----- Provided text
In this study, DMS + O3(aq) is the only multiphase DMS oxidation pathway, which accounts for only 2 % of DMS oxidation globally, reaching up to 5 % over high-latitude oceans (e.g., the Southern Ocean) (Fig. 3). In comparison, in a general circulation model Boucher et a. (2003) calculated that DMS + O3(aq) accounts for about 6 % of DMS oxidation globally and 15 %–30 % over oceans north of 60∘ N and in the 50–75∘ S latitude band. The difference between the results from Boucher et al. (2003) and this study could be due to the differences in oxidant abundances such as O3, OH, BrO and Cl. Using a 1-D model, von Glasow and Crutzen (2004) calculated that DMS + O3(aq) accounts for 4 %–18 % of DMS oxidation in the cloudy MBL, which is similar to 5 %–10 % over the Southern Ocean MBL in our model results. The fraction of DMS oxidized by O3 in the gas phase ( %) is smaller than , consistent with Boucher et al. (2003). Thus, both the gas-phase and multiphase oxidation of DMS by O3 represent minor DMS sinks in the global troposphere.
----------
----- Data lines
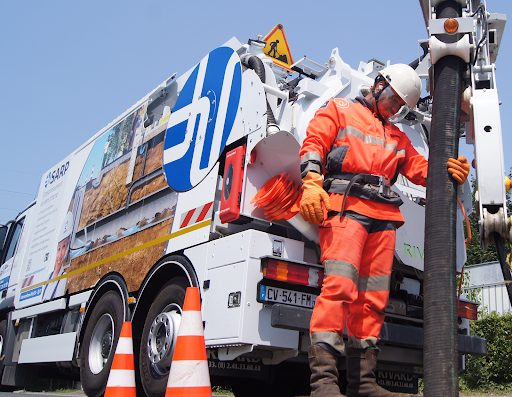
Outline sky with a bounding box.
[0,0,512,223]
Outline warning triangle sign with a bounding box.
[263,25,293,71]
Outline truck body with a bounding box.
[0,17,496,396]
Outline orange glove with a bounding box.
[447,156,471,185]
[300,171,331,225]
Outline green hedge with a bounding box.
[459,313,512,391]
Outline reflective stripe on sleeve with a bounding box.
[357,276,391,292]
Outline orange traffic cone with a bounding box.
[105,321,136,397]
[165,287,212,397]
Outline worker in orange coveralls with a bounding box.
[300,64,469,397]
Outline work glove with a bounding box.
[300,171,331,225]
[447,156,471,185]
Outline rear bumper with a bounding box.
[271,303,487,356]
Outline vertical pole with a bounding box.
[423,0,466,397]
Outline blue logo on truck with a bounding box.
[20,287,43,301]
[163,47,242,192]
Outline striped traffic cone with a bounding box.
[165,287,212,397]
[105,321,136,397]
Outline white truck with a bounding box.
[0,2,504,397]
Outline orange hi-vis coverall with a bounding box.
[300,98,428,354]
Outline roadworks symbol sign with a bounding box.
[263,25,293,70]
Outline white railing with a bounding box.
[462,282,512,314]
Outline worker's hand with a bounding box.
[300,171,331,225]
[447,156,471,185]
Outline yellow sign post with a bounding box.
[263,25,293,71]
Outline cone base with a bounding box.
[105,387,136,397]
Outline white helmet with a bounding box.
[379,63,421,109]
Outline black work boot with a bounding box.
[308,345,343,397]
[346,347,405,397]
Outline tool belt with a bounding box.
[323,172,403,213]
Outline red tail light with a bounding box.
[263,259,324,288]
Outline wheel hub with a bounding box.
[148,304,181,372]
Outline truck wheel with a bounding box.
[139,277,189,397]
[80,291,123,397]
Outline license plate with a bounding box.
[260,285,317,308]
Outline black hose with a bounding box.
[423,0,466,397]
[245,55,277,126]
[491,232,512,305]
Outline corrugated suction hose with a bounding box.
[423,0,466,397]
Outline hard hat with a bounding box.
[57,211,73,243]
[379,63,421,109]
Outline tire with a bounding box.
[0,320,16,392]
[139,277,189,397]
[80,291,124,397]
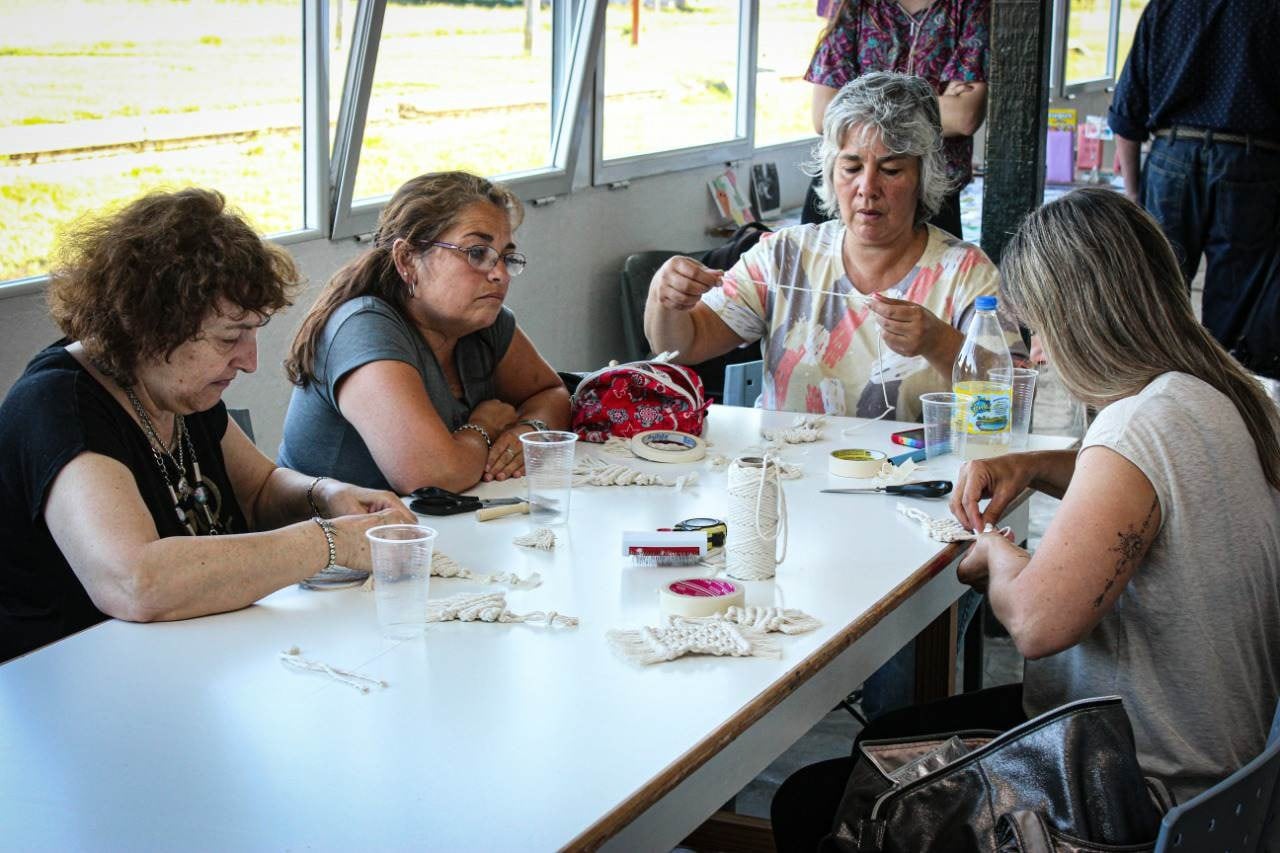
----------
» Directions for this task:
Say whether each of these statements agrees with the passage on DMS oxidation, answering yes or no and quoting the words of the passage that decide it.
1. In this study, DMS + O3(aq) accounts for 2 % of DMS oxidation globally.
2. Boucher et al. (2003) used a 1-D model.
3. The passage concludes that oxidation of DMS by O3 is a major DMS sink in the global troposphere.
The items were taken from a different source than the passage on DMS oxidation.

» Response to this task:
1. Yes: "which accounts for only 2 % of DMS oxidation globally"
2. No: "in a general circulation model" and "Using a 1-D model, von Glasow and Crutzen (2004) calculated"
3. No: "Thus, both the gas-phase and multiphase oxidation of DMS by O3 represent minor DMS sinks in the global troposphere."